Given records START

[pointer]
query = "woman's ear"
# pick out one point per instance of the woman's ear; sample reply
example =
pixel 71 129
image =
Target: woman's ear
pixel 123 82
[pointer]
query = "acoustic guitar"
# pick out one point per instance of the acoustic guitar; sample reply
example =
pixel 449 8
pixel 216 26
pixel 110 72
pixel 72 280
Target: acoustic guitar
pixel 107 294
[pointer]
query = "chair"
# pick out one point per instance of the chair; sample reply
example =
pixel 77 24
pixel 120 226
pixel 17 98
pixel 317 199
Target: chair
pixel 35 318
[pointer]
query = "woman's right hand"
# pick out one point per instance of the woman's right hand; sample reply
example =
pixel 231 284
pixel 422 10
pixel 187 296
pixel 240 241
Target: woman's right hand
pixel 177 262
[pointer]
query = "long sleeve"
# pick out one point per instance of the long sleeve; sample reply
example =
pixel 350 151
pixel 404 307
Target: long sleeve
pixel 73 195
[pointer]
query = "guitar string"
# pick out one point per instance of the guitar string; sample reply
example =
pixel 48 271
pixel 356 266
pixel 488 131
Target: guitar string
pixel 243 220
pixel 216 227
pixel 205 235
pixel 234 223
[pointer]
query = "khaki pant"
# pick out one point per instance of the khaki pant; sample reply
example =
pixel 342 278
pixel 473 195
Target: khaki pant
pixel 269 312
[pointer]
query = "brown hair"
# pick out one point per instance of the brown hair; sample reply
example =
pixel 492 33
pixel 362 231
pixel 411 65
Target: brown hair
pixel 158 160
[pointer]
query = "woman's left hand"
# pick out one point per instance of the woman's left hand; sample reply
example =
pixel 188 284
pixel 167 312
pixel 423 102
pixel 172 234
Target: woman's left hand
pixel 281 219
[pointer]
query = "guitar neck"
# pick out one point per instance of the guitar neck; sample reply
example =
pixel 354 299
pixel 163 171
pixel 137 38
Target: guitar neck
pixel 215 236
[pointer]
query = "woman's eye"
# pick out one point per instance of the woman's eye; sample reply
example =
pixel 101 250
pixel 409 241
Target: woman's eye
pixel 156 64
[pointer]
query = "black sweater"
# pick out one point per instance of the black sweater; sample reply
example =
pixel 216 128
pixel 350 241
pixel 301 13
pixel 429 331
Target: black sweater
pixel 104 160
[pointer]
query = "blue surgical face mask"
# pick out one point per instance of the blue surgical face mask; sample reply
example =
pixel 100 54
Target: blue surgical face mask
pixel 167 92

Given records END

• _Problem details_
Reproduce the data verbatim, line for line.

• _Reply to the task_
[pointer]
query = "woman's ear"
# pick out one point per instance of the woman's ear; sample reply
example =
pixel 71 129
image =
Target: woman's ear
pixel 123 82
[pointer]
query = "acoustic guitar"
# pick out one point per instance of the acoustic guitar; sample reply
example =
pixel 449 8
pixel 216 26
pixel 110 72
pixel 72 280
Target: acoustic guitar
pixel 107 294
[pointer]
query = "chair"
# pick out one point per instance of the chair; sample reply
example =
pixel 77 24
pixel 120 226
pixel 17 98
pixel 317 199
Target: chair
pixel 35 318
[pointer]
query = "woman's right hand"
# pick out one point per instance of the woman's right hand; sample reply
example =
pixel 231 284
pixel 422 10
pixel 187 296
pixel 240 241
Target: woman's right hand
pixel 177 262
[pointer]
query = "long sleeve"
# pick out one point per instance of the long sleeve; sample reply
example =
pixel 350 151
pixel 404 307
Target: long sleeve
pixel 73 195
[pointer]
query = "guitar string"
# pick out one point per instance of the guitar string; sample reply
example =
pixel 48 271
pixel 356 266
pixel 488 131
Target: guitar string
pixel 243 220
pixel 216 227
pixel 205 235
pixel 234 223
[pointer]
query = "khaki pant"
# pick out one point per instance of the khaki pant; sample reply
example =
pixel 342 278
pixel 473 195
Target: khaki pant
pixel 269 312
[pointer]
query = "brown hair"
# pick out one point per instance of the brown hair; sample reply
example =
pixel 492 33
pixel 362 231
pixel 411 65
Target: brown hair
pixel 158 160
[pointer]
query = "woman's left hand"
# pick out one point per instance of the woman's left hand; sample reply
example =
pixel 188 284
pixel 167 312
pixel 423 102
pixel 172 234
Target: woman's left hand
pixel 281 219
[pointer]
query = "guitar neck"
# pick out one point per instance of the guitar neck; sample reply
example =
pixel 354 299
pixel 163 171
pixel 137 38
Target: guitar neck
pixel 215 236
[pointer]
query = "woman's eye"
# pick out one point per instance of the woman's eye; sample reply
example =
pixel 101 250
pixel 409 241
Target: woman's eye
pixel 156 64
[pointer]
query = "black sweater"
# pick out one point per instance of the black sweater; sample reply
example =
pixel 216 128
pixel 350 241
pixel 301 13
pixel 429 331
Target: black sweater
pixel 104 160
[pointer]
query = "blue surgical face mask"
# pick out one point per instance of the blue surgical face mask; sample reply
example =
pixel 100 54
Target: blue surgical face mask
pixel 167 92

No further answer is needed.